Data rows:
-.-.-

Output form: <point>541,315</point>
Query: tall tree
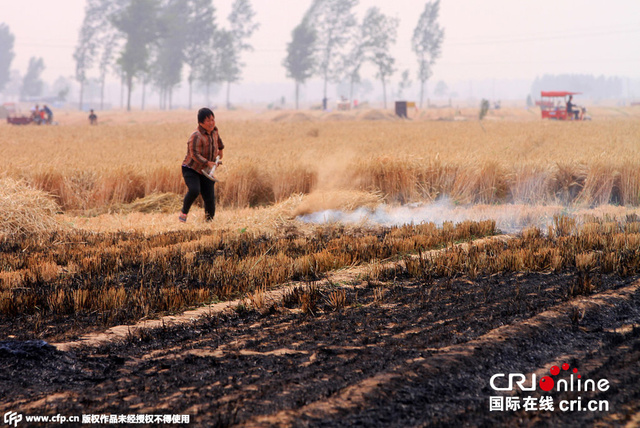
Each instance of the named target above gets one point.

-.-.-

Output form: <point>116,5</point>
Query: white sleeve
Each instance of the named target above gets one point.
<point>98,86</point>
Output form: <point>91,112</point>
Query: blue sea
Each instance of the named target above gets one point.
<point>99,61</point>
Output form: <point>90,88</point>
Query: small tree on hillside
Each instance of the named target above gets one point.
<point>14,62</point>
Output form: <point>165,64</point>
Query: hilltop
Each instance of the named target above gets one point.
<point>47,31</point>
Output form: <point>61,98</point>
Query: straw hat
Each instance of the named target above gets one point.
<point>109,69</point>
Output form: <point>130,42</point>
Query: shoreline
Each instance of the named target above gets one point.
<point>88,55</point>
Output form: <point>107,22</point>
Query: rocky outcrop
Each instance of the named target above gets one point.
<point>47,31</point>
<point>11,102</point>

-.-.-

Exercise details:
Rewrite every line of the records between the lines holding "Output form: <point>91,112</point>" and "<point>11,102</point>", inclusive, with the requests kept in. Multiply each point coordinate in the answers by 2.35 and round to a whole number, with halves rounding up, but leave the numbers in the requests and their output-form samples unchanged.

Complete response:
Output form: <point>91,112</point>
Query: blue sea
Each instance of the named target above gets one point.
<point>233,143</point>
Output form: <point>90,88</point>
Query: small tree on hillside
Each instance of the named target above gets one point.
<point>33,146</point>
Output form: <point>165,64</point>
Query: hilltop
Each instance of the named target above gets one point.
<point>110,73</point>
Output form: <point>61,98</point>
Query: straw hat
Each instance of the named target above gets one point.
<point>256,162</point>
Output form: <point>130,42</point>
Query: shoreline
Each instance of the named target above gets one point.
<point>207,129</point>
Output form: <point>107,22</point>
Query: rocky outcrop
Each instance of the named target above gets one point.
<point>110,73</point>
<point>26,240</point>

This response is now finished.